Task prompt: Can you pull out every line below that contains the string "site", matching its case exactly?

Recorded information:
┄┄┄┄┄┄┄┄┄┄┄┄┄┄┄┄┄┄┄┄

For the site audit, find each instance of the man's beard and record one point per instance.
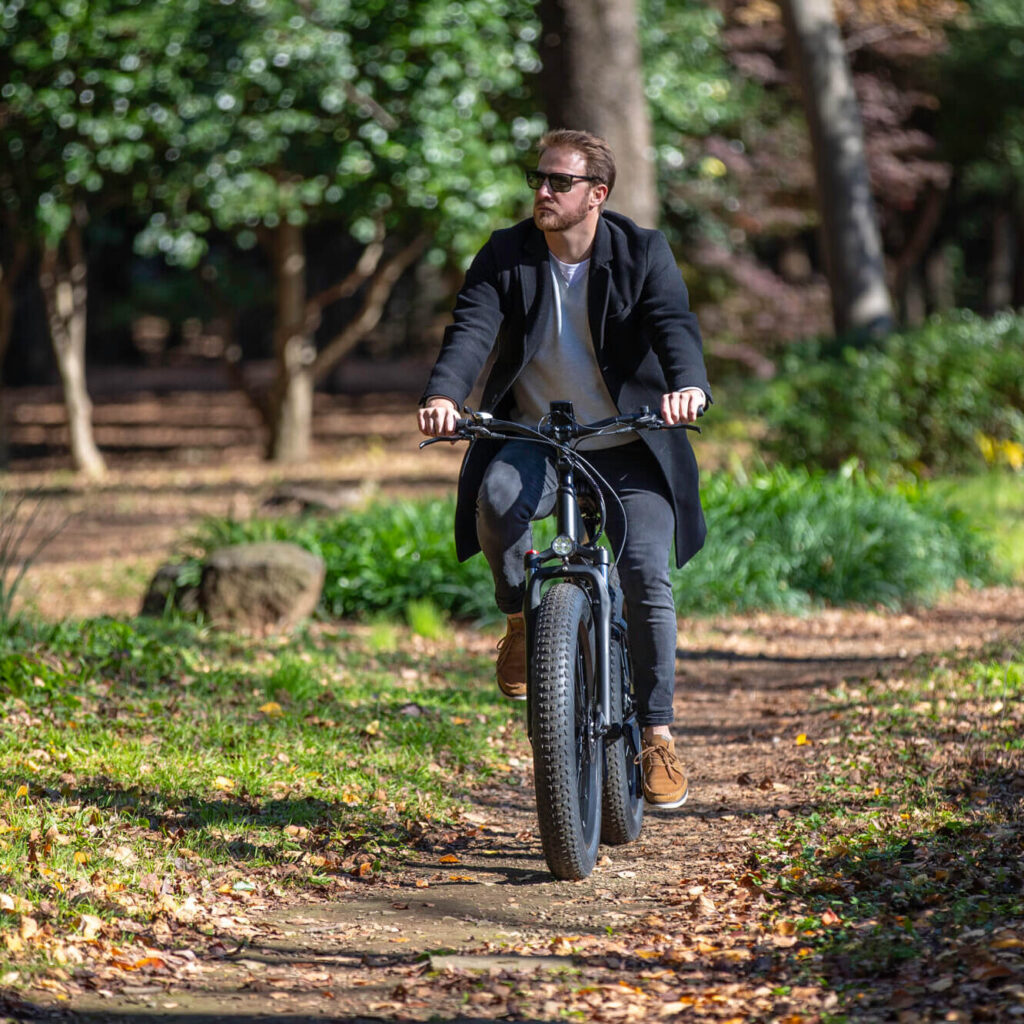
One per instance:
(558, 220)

┄┄┄┄┄┄┄┄┄┄┄┄┄┄┄┄┄┄┄┄

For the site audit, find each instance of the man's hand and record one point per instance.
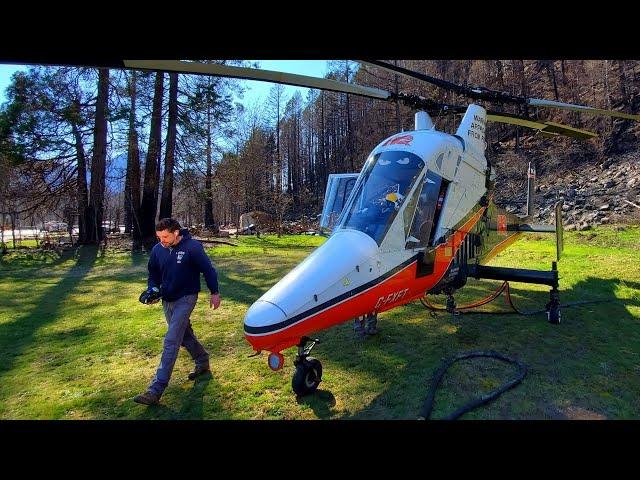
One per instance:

┄┄┄┄┄┄┄┄┄┄┄┄┄┄┄┄┄┄┄┄

Worked answer:
For the site audit, find each instance of the man's beard and record one point per instance.
For the site audit, find each instance of the man's hand and record one point per instance.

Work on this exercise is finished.